▸ **Requirements**:
Reproduce the lines verbatim, from the line with "[trace] rock face" up to and including the line with "M 256 169 L 256 105 L 142 170 Z", omitting the pictures from your answer.

▸ **Given records**:
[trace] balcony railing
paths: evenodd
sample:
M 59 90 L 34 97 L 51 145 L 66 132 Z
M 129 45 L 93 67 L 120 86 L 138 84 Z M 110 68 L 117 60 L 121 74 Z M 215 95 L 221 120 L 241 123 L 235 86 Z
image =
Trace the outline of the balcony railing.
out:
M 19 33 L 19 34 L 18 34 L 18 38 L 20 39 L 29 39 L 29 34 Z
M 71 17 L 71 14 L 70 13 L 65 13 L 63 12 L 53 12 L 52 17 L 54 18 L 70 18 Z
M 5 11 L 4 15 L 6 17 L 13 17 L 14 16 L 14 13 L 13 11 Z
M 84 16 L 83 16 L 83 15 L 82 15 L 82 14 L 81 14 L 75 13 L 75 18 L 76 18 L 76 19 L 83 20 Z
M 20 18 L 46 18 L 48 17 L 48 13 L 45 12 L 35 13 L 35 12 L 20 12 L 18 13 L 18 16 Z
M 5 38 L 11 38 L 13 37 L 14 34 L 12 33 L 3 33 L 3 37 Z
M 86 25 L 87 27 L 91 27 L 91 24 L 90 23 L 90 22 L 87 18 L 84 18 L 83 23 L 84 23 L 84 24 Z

* * *

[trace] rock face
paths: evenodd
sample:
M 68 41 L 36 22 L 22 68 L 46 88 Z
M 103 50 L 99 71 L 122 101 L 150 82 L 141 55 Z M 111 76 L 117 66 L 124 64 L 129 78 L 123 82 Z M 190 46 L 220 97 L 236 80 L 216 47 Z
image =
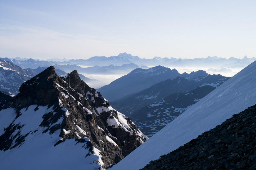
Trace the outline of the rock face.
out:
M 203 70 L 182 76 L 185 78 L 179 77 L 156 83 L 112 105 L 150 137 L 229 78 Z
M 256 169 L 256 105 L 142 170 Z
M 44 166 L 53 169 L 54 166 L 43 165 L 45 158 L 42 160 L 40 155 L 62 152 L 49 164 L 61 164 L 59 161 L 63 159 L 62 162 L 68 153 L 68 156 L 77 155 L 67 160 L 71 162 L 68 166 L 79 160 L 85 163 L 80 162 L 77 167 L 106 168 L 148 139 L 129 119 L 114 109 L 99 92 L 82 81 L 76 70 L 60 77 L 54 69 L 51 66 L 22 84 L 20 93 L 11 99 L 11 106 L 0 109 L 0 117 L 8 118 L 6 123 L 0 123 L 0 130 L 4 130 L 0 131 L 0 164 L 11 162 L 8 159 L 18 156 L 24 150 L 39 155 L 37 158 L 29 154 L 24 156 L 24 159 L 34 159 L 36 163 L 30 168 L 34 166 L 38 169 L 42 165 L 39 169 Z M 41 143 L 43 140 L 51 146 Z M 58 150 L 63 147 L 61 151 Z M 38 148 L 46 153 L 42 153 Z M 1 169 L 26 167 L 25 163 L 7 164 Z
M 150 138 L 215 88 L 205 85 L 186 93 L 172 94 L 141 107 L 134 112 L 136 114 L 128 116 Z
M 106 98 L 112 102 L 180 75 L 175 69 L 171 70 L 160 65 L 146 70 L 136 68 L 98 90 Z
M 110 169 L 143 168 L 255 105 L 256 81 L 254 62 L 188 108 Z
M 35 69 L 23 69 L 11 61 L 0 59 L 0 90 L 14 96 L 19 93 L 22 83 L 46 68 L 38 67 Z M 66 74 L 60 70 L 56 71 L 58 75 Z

* * *

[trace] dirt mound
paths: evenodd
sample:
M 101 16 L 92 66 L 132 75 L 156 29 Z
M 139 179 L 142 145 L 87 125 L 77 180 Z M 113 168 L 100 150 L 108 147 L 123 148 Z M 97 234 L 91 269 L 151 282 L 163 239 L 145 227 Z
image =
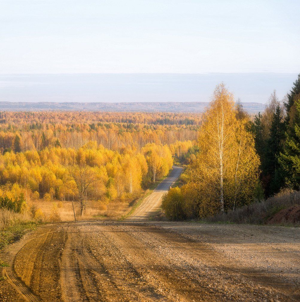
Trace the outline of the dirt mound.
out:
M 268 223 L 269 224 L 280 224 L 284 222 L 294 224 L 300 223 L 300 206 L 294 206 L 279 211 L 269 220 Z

▸ **Worked answer**:
[trace] rock face
paths: evenodd
sample:
M 68 41 L 36 22 L 22 68 L 46 88 Z
M 103 50 L 99 71 L 122 101 L 150 82 L 141 55 Z M 111 76 L 117 66 L 124 64 L 129 78 L 123 82 Z M 190 46 L 220 97 L 236 80 L 216 47 Z
image =
Trace the outline of the rock face.
out:
M 203 70 L 182 76 L 185 78 L 179 77 L 156 83 L 112 105 L 150 137 L 229 78 Z
M 256 169 L 256 105 L 142 170 Z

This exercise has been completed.